■ Required task ■
Nothing other than the lines from the one containing "the white front" through the close of the entries below should be printed, each exactly.

[Named-object pointing records]
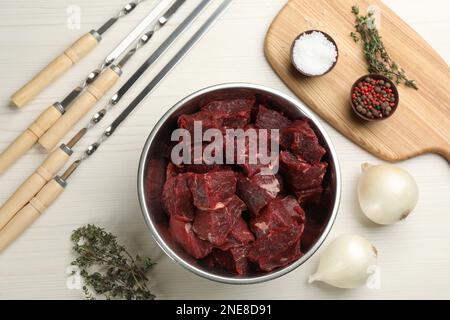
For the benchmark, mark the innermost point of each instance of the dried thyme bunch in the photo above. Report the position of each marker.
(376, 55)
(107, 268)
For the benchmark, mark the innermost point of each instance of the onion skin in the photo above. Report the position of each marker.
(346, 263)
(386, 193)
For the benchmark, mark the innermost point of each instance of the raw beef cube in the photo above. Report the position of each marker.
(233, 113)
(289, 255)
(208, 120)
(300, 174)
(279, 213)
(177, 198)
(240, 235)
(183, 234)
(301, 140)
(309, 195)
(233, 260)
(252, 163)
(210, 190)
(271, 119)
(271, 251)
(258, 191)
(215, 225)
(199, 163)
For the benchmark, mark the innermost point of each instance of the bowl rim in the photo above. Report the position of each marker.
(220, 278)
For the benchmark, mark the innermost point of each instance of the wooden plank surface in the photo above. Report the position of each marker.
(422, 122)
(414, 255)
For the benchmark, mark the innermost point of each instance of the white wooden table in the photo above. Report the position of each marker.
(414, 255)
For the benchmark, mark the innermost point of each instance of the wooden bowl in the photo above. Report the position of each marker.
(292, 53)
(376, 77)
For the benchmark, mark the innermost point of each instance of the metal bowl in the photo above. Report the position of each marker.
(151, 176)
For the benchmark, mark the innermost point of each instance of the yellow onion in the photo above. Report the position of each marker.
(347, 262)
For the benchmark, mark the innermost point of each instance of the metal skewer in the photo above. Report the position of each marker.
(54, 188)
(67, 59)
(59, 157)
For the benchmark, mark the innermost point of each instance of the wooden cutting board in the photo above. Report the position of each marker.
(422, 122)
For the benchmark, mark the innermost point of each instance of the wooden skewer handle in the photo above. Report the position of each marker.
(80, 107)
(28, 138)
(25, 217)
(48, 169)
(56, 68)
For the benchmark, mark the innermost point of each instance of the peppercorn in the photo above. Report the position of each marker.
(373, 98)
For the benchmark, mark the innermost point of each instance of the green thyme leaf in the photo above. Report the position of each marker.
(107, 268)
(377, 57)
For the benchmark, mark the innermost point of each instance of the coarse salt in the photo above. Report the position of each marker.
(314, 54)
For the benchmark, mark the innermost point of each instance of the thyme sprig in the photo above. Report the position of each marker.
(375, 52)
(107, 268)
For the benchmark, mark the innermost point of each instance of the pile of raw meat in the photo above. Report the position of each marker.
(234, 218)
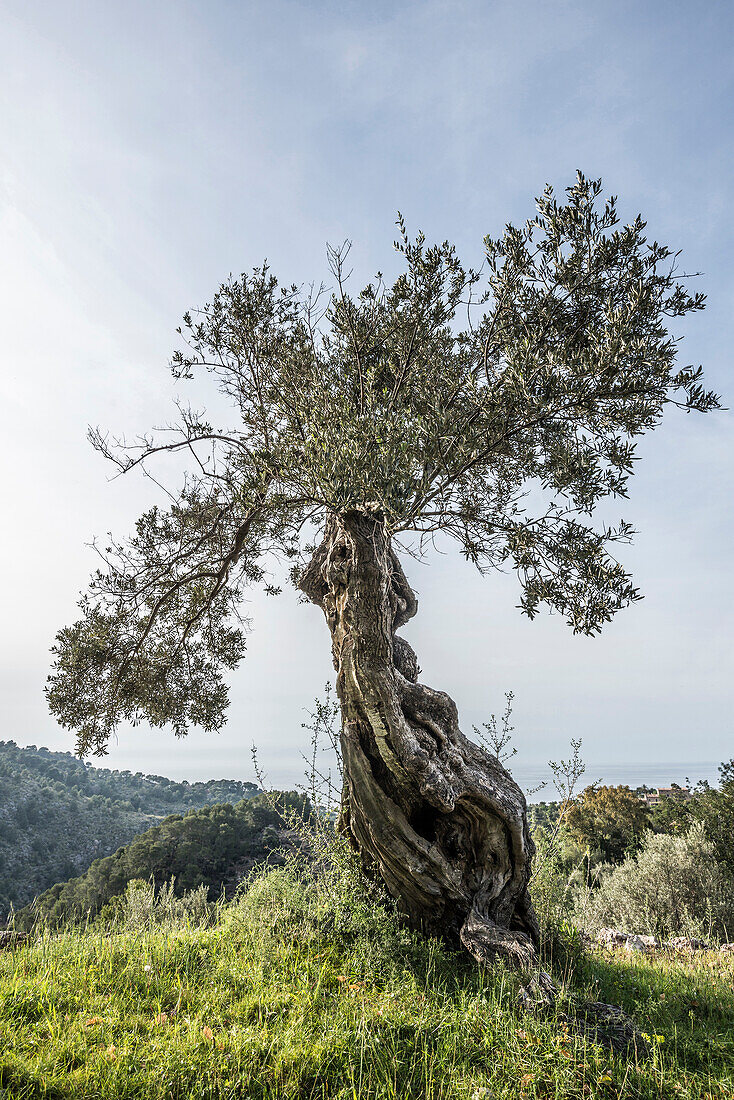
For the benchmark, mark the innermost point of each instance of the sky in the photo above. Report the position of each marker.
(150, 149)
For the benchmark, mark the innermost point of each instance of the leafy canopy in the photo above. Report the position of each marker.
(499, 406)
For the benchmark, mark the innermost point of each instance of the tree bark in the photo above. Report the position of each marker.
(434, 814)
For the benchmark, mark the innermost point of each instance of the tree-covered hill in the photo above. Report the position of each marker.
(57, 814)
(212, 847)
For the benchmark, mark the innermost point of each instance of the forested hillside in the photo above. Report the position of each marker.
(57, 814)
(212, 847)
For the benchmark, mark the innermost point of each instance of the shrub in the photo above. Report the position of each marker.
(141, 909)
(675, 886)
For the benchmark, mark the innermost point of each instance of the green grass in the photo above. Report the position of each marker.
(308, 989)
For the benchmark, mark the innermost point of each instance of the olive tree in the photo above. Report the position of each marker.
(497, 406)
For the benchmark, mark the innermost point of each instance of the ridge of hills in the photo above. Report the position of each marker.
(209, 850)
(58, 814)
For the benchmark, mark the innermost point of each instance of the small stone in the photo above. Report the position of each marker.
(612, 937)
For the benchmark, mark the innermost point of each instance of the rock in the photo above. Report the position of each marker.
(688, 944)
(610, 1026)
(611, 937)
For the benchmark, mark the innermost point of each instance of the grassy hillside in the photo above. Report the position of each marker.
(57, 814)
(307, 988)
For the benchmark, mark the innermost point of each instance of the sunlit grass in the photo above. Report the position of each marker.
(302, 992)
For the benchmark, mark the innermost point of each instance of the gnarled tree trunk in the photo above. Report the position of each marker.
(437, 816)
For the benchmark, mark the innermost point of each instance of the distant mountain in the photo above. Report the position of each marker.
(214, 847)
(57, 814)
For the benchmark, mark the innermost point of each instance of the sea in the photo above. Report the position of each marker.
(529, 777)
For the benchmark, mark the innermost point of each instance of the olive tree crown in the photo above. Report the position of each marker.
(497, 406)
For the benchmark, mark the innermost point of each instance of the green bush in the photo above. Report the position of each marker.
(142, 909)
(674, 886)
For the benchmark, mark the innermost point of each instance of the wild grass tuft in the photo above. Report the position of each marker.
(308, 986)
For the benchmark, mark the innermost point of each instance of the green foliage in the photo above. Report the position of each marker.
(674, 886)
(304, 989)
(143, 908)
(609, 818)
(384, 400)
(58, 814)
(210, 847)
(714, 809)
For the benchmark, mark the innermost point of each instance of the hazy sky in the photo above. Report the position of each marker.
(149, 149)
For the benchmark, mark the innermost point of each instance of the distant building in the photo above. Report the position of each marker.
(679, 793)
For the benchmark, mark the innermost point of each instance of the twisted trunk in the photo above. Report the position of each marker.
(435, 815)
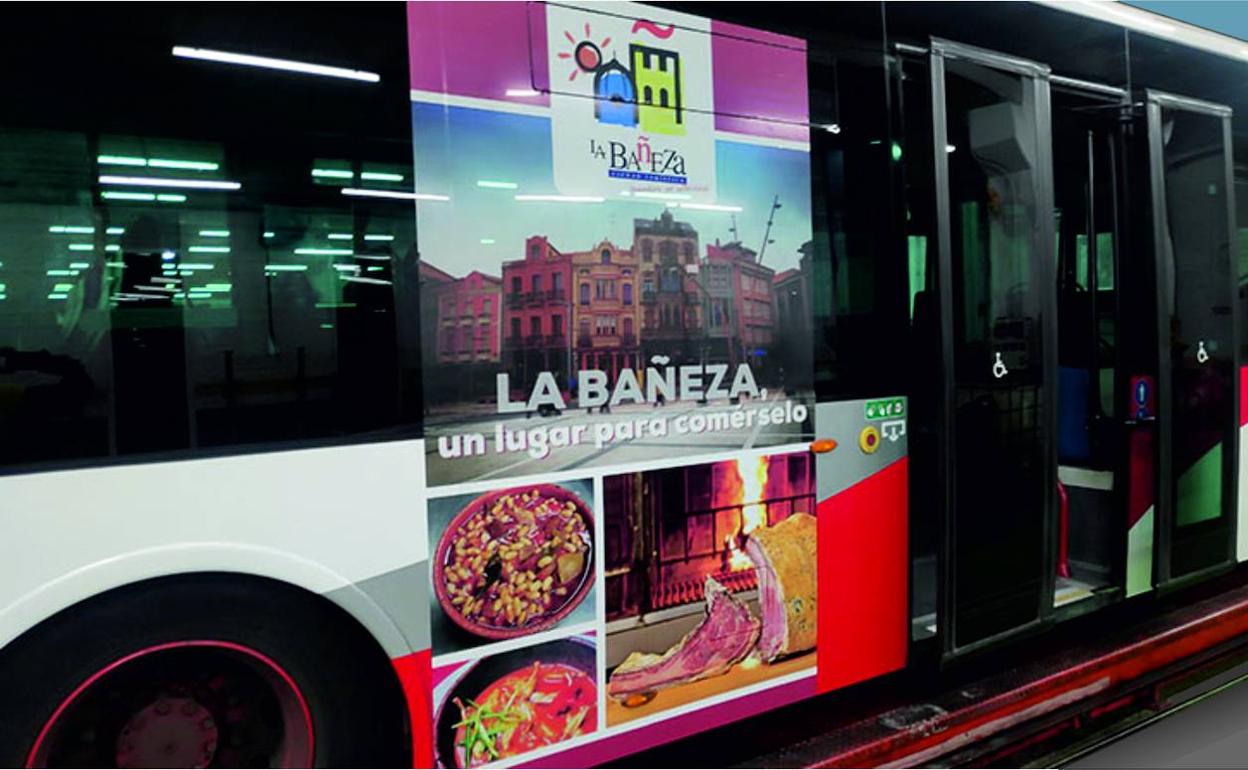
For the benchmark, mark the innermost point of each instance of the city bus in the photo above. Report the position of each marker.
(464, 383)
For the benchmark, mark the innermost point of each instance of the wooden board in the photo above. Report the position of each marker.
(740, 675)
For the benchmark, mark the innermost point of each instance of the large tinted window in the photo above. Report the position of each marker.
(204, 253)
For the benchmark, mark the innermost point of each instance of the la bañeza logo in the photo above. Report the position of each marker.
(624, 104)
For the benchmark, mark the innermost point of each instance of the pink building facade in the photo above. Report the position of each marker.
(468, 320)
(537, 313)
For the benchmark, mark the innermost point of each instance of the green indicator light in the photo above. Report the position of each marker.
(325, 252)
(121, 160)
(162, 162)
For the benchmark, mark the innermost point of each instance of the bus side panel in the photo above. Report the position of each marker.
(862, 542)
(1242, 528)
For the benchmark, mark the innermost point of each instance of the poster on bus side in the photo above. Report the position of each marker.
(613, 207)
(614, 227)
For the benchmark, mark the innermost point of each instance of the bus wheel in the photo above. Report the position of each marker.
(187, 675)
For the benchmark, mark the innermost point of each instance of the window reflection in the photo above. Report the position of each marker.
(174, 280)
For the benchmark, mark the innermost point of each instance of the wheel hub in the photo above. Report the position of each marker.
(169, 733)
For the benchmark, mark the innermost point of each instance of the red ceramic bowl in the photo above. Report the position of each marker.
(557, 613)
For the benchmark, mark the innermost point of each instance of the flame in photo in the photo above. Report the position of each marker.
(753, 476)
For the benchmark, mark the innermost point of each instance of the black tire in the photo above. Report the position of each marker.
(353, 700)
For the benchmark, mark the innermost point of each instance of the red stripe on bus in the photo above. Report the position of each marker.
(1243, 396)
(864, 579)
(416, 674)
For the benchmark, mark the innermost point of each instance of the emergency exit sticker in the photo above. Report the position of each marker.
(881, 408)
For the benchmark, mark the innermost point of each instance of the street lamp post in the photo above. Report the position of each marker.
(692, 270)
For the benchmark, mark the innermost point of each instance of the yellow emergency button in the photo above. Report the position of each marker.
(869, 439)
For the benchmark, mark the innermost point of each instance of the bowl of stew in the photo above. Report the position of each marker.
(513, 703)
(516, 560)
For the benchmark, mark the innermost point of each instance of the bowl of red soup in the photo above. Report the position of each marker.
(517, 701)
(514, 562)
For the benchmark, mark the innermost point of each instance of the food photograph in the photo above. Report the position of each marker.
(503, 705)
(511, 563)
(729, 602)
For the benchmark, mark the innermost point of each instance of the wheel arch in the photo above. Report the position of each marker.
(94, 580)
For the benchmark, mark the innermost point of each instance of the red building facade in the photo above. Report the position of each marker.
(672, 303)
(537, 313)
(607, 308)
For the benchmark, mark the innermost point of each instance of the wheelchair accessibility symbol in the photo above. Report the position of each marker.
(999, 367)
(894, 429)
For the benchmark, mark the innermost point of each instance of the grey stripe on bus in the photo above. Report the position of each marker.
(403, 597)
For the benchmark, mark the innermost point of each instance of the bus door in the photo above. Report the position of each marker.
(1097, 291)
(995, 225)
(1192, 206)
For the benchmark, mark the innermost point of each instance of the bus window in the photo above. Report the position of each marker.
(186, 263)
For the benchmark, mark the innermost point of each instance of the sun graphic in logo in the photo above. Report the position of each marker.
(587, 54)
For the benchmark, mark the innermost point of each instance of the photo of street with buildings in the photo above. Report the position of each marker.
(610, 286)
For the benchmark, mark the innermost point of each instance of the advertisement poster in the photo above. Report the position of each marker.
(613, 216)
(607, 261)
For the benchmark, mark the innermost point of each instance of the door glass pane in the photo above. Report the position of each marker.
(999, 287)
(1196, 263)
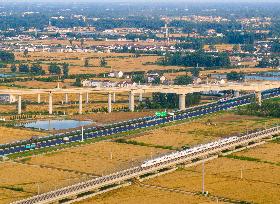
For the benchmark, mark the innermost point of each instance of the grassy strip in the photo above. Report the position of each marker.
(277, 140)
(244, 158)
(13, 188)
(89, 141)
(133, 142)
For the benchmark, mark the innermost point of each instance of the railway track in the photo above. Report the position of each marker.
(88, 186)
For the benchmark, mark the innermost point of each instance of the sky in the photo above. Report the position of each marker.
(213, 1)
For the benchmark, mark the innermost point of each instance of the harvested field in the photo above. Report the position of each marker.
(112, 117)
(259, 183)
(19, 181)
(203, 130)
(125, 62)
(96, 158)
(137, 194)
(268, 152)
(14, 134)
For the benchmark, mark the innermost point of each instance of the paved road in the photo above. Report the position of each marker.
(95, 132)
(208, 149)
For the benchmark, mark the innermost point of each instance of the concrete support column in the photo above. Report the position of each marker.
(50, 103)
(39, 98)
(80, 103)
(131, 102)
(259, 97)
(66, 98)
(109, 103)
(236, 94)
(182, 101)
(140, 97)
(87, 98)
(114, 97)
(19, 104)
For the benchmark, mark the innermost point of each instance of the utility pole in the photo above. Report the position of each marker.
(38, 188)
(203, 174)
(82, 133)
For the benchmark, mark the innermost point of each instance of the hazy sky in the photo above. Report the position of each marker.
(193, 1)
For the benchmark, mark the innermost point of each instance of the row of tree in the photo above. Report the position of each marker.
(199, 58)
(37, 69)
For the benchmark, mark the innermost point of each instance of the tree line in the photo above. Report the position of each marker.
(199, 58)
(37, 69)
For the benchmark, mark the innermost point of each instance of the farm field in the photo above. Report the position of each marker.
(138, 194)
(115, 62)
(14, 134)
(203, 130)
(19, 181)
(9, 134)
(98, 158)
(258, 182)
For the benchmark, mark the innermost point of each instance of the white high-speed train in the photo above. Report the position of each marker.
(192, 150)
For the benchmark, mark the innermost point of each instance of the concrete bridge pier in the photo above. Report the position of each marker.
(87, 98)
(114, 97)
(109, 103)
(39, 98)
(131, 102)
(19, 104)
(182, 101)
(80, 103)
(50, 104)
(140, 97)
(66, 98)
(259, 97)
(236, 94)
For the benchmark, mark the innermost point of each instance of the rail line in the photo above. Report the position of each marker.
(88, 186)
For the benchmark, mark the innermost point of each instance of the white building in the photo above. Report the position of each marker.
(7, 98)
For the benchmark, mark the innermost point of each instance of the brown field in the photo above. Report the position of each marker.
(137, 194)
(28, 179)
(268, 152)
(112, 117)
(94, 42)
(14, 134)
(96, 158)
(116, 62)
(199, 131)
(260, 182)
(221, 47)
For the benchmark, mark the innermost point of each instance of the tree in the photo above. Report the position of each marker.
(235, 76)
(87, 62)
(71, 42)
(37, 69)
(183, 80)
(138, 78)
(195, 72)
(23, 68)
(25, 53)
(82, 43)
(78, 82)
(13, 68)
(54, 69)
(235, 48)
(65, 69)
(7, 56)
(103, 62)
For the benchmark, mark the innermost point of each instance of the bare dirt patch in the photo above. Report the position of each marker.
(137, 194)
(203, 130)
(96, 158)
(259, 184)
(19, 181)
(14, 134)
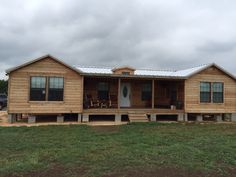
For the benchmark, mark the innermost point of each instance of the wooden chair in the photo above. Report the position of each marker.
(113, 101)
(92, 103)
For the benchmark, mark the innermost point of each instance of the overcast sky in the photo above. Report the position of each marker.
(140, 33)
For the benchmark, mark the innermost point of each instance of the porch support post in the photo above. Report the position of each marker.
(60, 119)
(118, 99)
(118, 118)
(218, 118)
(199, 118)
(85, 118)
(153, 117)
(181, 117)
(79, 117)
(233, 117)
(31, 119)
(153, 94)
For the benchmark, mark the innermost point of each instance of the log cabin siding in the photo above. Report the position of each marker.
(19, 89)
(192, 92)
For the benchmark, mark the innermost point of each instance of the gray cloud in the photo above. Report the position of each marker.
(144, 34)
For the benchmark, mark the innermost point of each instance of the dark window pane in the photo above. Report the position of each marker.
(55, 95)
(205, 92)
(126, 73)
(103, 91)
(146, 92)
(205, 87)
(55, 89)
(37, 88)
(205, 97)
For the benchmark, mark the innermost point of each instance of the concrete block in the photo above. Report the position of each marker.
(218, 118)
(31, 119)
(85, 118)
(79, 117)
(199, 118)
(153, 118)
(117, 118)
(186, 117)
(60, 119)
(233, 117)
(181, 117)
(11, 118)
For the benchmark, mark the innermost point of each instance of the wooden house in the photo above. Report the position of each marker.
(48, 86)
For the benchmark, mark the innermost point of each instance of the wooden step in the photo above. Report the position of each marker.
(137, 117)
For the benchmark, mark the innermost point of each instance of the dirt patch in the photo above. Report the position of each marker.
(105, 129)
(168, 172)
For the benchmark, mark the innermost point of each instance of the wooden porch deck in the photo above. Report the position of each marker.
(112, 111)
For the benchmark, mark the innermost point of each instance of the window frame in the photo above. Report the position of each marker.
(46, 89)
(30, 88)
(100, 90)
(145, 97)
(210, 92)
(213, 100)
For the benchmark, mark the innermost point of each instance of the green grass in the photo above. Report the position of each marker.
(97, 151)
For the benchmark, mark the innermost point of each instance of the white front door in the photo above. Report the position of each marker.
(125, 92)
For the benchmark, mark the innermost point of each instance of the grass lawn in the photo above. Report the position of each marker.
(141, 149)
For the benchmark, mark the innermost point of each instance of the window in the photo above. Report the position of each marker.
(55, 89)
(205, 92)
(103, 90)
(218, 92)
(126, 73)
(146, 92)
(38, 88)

■ Correct result ■
For the benchmark, mark the innermost point of each instance of the white front door in the photo above. Report the position of each marker.
(125, 92)
For the benchmark, mark the innermost point of each instance of the grass lawn in the photo above. Report the position of each marker.
(141, 149)
For the benchmark, mark the innermost point of each instance of the window in the photo above. Report the position of each marker.
(55, 89)
(205, 92)
(103, 90)
(218, 92)
(126, 73)
(146, 92)
(38, 88)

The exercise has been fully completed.